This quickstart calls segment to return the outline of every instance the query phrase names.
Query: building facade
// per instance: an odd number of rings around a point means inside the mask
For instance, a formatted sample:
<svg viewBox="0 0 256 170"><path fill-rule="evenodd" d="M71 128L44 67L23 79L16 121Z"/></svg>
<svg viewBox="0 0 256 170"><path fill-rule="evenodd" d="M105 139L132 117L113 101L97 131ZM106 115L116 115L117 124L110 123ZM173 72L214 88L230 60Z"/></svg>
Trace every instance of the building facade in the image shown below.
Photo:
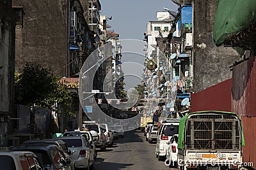
<svg viewBox="0 0 256 170"><path fill-rule="evenodd" d="M0 146L6 145L15 124L14 71L15 25L19 16L12 1L0 1Z"/></svg>

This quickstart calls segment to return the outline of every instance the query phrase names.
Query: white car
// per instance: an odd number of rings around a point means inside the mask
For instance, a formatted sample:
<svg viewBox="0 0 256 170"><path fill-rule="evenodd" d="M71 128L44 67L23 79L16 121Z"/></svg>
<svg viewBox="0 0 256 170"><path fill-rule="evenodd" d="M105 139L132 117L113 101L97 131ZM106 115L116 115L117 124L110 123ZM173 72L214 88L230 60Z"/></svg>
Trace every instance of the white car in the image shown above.
<svg viewBox="0 0 256 170"><path fill-rule="evenodd" d="M99 148L103 151L106 150L107 137L104 134L105 130L94 121L83 121L83 127L90 131L96 148Z"/></svg>
<svg viewBox="0 0 256 170"><path fill-rule="evenodd" d="M166 151L169 147L166 142L173 135L179 134L179 121L180 119L168 119L161 125L156 146L156 156L159 160L166 158Z"/></svg>
<svg viewBox="0 0 256 170"><path fill-rule="evenodd" d="M94 168L93 146L83 136L65 136L57 138L66 143L73 152L72 158L75 162L76 168L90 169Z"/></svg>
<svg viewBox="0 0 256 170"><path fill-rule="evenodd" d="M148 132L147 134L148 136L148 141L149 143L153 141L156 141L157 139L158 125L154 125L150 126Z"/></svg>
<svg viewBox="0 0 256 170"><path fill-rule="evenodd" d="M124 129L122 127L121 125L115 125L116 129L116 132L118 135L118 136L124 137Z"/></svg>
<svg viewBox="0 0 256 170"><path fill-rule="evenodd" d="M173 135L167 144L169 144L168 149L166 151L166 160L170 167L177 165L178 160L178 137L179 134Z"/></svg>
<svg viewBox="0 0 256 170"><path fill-rule="evenodd" d="M29 151L1 151L1 169L43 169L38 157Z"/></svg>

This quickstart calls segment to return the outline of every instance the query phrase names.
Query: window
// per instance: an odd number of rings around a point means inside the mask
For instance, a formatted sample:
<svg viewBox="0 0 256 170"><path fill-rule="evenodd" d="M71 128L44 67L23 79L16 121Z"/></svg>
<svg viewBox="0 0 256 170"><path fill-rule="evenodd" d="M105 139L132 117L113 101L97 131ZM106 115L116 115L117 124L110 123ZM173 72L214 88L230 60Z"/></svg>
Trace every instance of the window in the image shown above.
<svg viewBox="0 0 256 170"><path fill-rule="evenodd" d="M164 136L172 136L179 134L179 125L166 125L163 131Z"/></svg>
<svg viewBox="0 0 256 170"><path fill-rule="evenodd" d="M155 27L154 31L159 31L160 29L160 27Z"/></svg>
<svg viewBox="0 0 256 170"><path fill-rule="evenodd" d="M10 156L1 155L0 165L1 169L6 169L6 170L16 169L15 164L14 163L13 159Z"/></svg>
<svg viewBox="0 0 256 170"><path fill-rule="evenodd" d="M81 147L82 141L80 139L62 139L68 147Z"/></svg>

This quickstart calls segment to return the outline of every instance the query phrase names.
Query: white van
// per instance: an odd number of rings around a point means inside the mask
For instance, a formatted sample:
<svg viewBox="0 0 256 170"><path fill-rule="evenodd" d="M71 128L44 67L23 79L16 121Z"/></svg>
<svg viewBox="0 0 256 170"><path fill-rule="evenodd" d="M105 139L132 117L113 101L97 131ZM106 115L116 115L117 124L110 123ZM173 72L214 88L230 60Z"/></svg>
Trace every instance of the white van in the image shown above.
<svg viewBox="0 0 256 170"><path fill-rule="evenodd" d="M172 136L179 134L179 118L167 119L161 125L156 146L156 156L159 160L164 159Z"/></svg>

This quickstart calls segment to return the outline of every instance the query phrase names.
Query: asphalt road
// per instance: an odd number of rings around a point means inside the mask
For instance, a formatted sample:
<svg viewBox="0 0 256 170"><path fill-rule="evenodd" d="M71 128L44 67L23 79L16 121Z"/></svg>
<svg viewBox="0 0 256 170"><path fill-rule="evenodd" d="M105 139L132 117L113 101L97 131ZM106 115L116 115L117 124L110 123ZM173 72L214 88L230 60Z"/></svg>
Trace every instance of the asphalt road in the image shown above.
<svg viewBox="0 0 256 170"><path fill-rule="evenodd" d="M142 132L125 132L124 138L119 138L115 142L106 152L97 150L95 169L177 169L169 168L164 161L156 158L156 143L146 141Z"/></svg>

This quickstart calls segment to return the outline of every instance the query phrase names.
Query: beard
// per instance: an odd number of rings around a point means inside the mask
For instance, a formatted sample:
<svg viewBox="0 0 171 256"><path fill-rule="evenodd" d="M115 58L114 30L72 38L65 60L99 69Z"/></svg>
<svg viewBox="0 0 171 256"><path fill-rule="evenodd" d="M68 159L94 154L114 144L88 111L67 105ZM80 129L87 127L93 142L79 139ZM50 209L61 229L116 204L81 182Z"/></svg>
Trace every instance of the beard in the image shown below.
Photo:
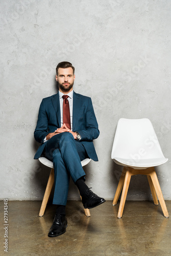
<svg viewBox="0 0 171 256"><path fill-rule="evenodd" d="M72 82L72 83L68 83L70 84L69 86L67 87L66 87L63 84L63 83L59 83L58 82L58 86L62 91L65 91L65 92L69 92L73 88L74 85L74 82Z"/></svg>

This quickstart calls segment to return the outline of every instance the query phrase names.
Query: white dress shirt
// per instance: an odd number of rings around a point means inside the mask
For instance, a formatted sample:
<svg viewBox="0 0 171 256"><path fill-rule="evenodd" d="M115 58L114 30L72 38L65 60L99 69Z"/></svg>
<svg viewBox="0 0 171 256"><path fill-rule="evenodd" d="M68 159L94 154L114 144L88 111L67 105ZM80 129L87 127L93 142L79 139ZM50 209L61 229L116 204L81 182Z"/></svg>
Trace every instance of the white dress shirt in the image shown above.
<svg viewBox="0 0 171 256"><path fill-rule="evenodd" d="M73 109L73 91L71 91L68 94L64 94L59 91L59 102L60 102L60 127L63 125L63 99L62 98L63 95L68 95L69 97L68 98L68 100L69 102L70 105L70 121L71 121L71 130L72 131L72 113ZM44 142L47 141L46 139L46 137L44 140Z"/></svg>

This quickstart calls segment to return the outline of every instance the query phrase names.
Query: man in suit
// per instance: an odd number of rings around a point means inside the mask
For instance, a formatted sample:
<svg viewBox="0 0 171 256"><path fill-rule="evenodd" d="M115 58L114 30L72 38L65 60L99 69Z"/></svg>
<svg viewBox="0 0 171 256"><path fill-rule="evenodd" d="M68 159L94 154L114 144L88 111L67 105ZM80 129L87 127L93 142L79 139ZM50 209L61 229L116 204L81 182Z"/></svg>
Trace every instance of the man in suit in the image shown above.
<svg viewBox="0 0 171 256"><path fill-rule="evenodd" d="M93 193L85 183L81 161L91 158L98 161L93 140L99 134L90 98L73 91L75 69L68 61L58 64L56 80L59 92L43 99L34 131L34 138L41 143L34 159L44 156L53 162L55 190L53 203L57 205L54 221L48 236L65 233L67 226L66 205L71 177L89 209L105 202Z"/></svg>

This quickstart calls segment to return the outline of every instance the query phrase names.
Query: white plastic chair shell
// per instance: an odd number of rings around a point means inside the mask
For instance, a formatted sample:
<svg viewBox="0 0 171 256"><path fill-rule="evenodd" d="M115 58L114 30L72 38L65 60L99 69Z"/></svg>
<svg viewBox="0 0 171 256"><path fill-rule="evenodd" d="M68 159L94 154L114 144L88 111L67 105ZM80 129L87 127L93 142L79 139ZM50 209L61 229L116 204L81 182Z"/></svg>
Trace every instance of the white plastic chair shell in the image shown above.
<svg viewBox="0 0 171 256"><path fill-rule="evenodd" d="M118 164L139 169L157 166L168 161L147 118L119 119L111 158Z"/></svg>

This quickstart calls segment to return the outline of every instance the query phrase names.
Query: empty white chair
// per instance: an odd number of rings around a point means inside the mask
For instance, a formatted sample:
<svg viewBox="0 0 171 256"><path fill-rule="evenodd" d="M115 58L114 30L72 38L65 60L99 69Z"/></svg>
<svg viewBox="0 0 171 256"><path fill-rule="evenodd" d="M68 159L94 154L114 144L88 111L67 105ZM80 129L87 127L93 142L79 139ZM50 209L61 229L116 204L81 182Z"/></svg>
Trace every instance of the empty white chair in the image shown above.
<svg viewBox="0 0 171 256"><path fill-rule="evenodd" d="M53 163L51 161L46 158L46 157L39 157L38 160L39 161L45 165L51 168L51 170L49 175L48 184L46 188L45 193L44 194L44 199L42 201L40 210L39 213L39 216L41 217L44 215L45 209L48 203L48 200L53 187L53 183L54 182L54 169L53 167ZM84 166L88 164L91 161L91 159L86 158L81 161L82 166ZM87 216L90 216L90 210L89 209L84 209L85 214Z"/></svg>
<svg viewBox="0 0 171 256"><path fill-rule="evenodd" d="M124 166L113 202L117 204L122 193L118 213L121 218L131 176L137 174L147 176L155 204L160 202L164 216L168 217L154 166L168 160L163 156L151 122L147 118L119 119L113 143L111 158Z"/></svg>

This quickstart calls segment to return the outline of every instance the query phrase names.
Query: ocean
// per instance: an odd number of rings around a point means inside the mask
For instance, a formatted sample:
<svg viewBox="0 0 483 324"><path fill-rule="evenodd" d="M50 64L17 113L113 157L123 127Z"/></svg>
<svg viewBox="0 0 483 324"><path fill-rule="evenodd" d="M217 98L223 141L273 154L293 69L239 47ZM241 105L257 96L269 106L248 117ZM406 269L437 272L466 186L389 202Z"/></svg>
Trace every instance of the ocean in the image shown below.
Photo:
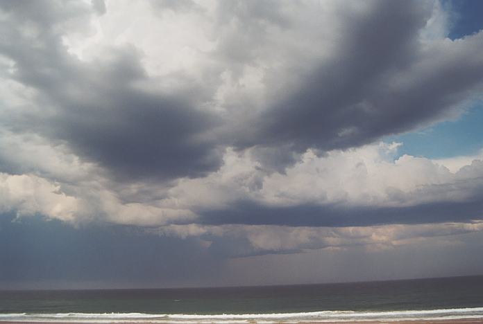
<svg viewBox="0 0 483 324"><path fill-rule="evenodd" d="M483 319L483 276L223 288L1 291L0 321L280 323Z"/></svg>

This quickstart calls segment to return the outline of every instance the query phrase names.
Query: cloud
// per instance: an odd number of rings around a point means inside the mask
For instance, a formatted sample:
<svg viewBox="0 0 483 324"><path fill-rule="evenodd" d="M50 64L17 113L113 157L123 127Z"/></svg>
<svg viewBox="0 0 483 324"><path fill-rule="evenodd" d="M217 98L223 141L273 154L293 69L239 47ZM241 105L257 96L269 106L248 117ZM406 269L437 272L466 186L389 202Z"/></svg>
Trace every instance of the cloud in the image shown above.
<svg viewBox="0 0 483 324"><path fill-rule="evenodd" d="M440 223L437 224L382 225L375 226L304 227L267 225L169 225L150 233L162 236L200 237L210 242L210 249L231 258L270 253L300 253L310 250L353 249L368 251L393 249L414 245L425 240L444 240L455 235L483 231L483 222ZM233 244L233 242L235 242ZM226 246L237 249L226 249Z"/></svg>
<svg viewBox="0 0 483 324"><path fill-rule="evenodd" d="M3 210L227 255L481 219L480 156L379 143L480 96L483 33L446 38L439 2L126 3L0 2Z"/></svg>

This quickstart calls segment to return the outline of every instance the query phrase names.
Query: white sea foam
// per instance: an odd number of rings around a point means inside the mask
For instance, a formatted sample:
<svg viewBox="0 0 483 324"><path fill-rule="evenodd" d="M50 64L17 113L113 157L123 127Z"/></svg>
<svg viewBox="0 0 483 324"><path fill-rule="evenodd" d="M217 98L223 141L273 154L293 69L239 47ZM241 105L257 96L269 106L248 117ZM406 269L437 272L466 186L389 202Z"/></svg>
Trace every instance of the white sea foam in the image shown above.
<svg viewBox="0 0 483 324"><path fill-rule="evenodd" d="M180 324L246 323L274 322L350 321L405 321L458 318L483 318L483 307L444 309L402 310L387 312L321 311L301 313L273 314L144 314L144 313L58 313L58 314L0 314L0 321L19 322L89 322L89 323L177 323Z"/></svg>

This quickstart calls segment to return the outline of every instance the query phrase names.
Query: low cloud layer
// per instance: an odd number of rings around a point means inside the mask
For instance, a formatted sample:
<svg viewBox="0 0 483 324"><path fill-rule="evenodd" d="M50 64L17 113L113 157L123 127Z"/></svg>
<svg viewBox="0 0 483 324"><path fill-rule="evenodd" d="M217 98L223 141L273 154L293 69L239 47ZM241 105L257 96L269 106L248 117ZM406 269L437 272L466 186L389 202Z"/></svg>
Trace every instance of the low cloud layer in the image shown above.
<svg viewBox="0 0 483 324"><path fill-rule="evenodd" d="M0 1L0 212L223 258L477 233L481 154L382 141L481 100L483 32L448 38L452 10Z"/></svg>

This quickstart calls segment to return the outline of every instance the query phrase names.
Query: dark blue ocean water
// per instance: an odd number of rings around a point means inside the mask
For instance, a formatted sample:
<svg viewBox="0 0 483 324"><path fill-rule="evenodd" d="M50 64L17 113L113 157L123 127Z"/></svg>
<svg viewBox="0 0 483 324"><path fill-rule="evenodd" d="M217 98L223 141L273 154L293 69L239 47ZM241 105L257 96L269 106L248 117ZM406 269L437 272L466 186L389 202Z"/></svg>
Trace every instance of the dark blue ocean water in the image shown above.
<svg viewBox="0 0 483 324"><path fill-rule="evenodd" d="M221 314L238 314L233 321L278 321L373 318L370 314L483 318L483 276L249 287L0 291L0 321L226 320Z"/></svg>

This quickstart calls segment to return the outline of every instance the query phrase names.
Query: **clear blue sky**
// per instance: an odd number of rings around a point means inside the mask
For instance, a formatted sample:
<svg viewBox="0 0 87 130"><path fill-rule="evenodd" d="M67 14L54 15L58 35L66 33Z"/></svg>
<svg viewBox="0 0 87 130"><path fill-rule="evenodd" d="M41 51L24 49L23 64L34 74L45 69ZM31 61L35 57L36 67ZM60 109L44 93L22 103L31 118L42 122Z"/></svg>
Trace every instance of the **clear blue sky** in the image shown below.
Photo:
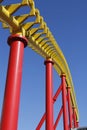
<svg viewBox="0 0 87 130"><path fill-rule="evenodd" d="M20 2L21 0L15 0ZM12 0L4 0L9 4ZM35 0L48 27L68 62L79 109L80 126L87 126L87 0ZM9 46L9 31L0 23L0 111L3 102ZM54 92L60 78L54 71ZM54 119L61 106L61 95L54 106ZM44 59L25 48L18 130L35 130L45 112ZM1 115L1 114L0 114ZM44 130L44 126L41 130ZM57 130L63 130L62 118Z"/></svg>

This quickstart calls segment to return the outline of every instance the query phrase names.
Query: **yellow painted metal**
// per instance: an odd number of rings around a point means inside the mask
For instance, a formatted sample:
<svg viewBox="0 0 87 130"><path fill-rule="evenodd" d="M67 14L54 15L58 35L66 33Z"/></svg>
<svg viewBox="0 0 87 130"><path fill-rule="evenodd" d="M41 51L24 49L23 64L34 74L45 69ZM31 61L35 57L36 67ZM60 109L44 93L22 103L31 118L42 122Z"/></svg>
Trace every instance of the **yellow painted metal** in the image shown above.
<svg viewBox="0 0 87 130"><path fill-rule="evenodd" d="M0 1L0 3L2 0ZM27 14L14 15L22 7L29 7L30 12ZM30 18L34 17L35 20L28 22ZM27 22L26 22L27 20ZM21 33L29 39L28 46L44 58L52 58L54 68L61 76L62 73L66 74L67 86L71 86L71 101L72 107L76 108L77 121L79 120L79 112L76 103L76 96L72 77L66 59L61 51L58 43L50 32L47 24L44 22L40 12L35 8L33 0L22 0L21 3L11 5L0 4L0 22L4 29L9 29L10 33Z"/></svg>

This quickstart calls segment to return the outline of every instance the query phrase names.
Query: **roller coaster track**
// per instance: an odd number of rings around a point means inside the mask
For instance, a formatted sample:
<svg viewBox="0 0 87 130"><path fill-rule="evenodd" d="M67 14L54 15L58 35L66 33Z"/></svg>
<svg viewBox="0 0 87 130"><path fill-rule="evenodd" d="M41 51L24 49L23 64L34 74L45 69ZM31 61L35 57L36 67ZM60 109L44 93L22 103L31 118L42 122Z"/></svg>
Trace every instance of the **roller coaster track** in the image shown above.
<svg viewBox="0 0 87 130"><path fill-rule="evenodd" d="M46 22L35 8L33 0L22 0L21 3L2 5L0 0L0 22L3 29L9 29L11 34L19 33L28 39L28 46L44 58L51 58L58 75L66 74L67 86L71 87L72 106L76 108L77 120L79 120L78 107L72 77L66 59L58 46L54 36L50 32ZM29 7L29 12L23 15L15 15L23 7ZM31 22L28 20L34 18Z"/></svg>

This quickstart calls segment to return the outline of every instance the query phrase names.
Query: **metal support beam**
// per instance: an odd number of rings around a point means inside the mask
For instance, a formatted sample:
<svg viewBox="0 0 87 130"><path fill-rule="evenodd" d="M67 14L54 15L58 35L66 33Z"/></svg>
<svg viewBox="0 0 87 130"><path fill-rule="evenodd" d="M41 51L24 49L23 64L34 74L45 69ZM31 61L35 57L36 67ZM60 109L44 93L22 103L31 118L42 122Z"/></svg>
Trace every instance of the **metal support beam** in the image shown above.
<svg viewBox="0 0 87 130"><path fill-rule="evenodd" d="M77 123L76 123L76 108L73 107L73 119L74 119L74 128L77 128Z"/></svg>
<svg viewBox="0 0 87 130"><path fill-rule="evenodd" d="M10 45L10 55L0 130L17 130L22 63L27 39L18 34L12 35L8 38L8 44Z"/></svg>
<svg viewBox="0 0 87 130"><path fill-rule="evenodd" d="M46 130L53 130L53 82L52 65L49 58L45 61L46 65Z"/></svg>
<svg viewBox="0 0 87 130"><path fill-rule="evenodd" d="M63 103L63 124L64 130L68 130L68 114L67 114L67 99L66 99L66 76L65 74L61 75L62 83L62 103Z"/></svg>
<svg viewBox="0 0 87 130"><path fill-rule="evenodd" d="M68 113L69 113L69 128L72 128L72 106L70 98L70 87L67 87L67 99L68 99Z"/></svg>
<svg viewBox="0 0 87 130"><path fill-rule="evenodd" d="M61 117L62 113L63 113L63 106L61 107L60 112L58 113L56 122L55 122L55 124L54 124L54 130L56 130L56 127L57 127L57 125L58 125L58 123L59 123L59 120L60 120L60 117Z"/></svg>

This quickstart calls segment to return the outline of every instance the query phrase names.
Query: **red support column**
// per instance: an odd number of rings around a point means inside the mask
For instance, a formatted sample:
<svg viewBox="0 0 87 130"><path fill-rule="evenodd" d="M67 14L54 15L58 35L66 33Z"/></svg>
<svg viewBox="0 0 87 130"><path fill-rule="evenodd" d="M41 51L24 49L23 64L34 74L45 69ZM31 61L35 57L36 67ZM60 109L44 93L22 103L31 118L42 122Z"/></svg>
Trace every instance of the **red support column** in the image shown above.
<svg viewBox="0 0 87 130"><path fill-rule="evenodd" d="M17 130L22 63L27 39L18 34L12 35L8 38L8 44L10 55L0 130Z"/></svg>
<svg viewBox="0 0 87 130"><path fill-rule="evenodd" d="M77 123L76 123L76 109L73 107L73 118L74 118L74 128L77 128Z"/></svg>
<svg viewBox="0 0 87 130"><path fill-rule="evenodd" d="M45 61L46 65L46 130L53 130L53 82L52 65L49 58Z"/></svg>
<svg viewBox="0 0 87 130"><path fill-rule="evenodd" d="M69 112L69 128L72 128L72 106L70 98L70 87L67 87L67 96L68 96L68 112Z"/></svg>
<svg viewBox="0 0 87 130"><path fill-rule="evenodd" d="M77 128L79 127L79 122L78 121L76 122L76 126L77 126Z"/></svg>
<svg viewBox="0 0 87 130"><path fill-rule="evenodd" d="M62 83L62 102L63 102L63 124L64 130L68 130L68 114L67 114L67 99L66 99L66 76L65 74L61 75Z"/></svg>

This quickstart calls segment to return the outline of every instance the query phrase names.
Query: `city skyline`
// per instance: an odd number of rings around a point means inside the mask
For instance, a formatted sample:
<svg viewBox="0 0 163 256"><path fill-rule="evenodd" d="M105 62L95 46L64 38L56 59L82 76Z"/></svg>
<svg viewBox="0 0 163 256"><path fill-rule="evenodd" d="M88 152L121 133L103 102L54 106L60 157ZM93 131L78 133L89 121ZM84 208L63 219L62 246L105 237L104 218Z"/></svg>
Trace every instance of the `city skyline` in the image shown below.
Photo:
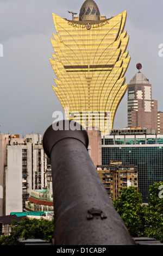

◆ **Instructions for the task**
Filter the rows above and copy each line that contains the word "roller".

◆ **The result**
Query: **roller coaster track**
Trace every instance of the **roller coaster track** in the image shown above.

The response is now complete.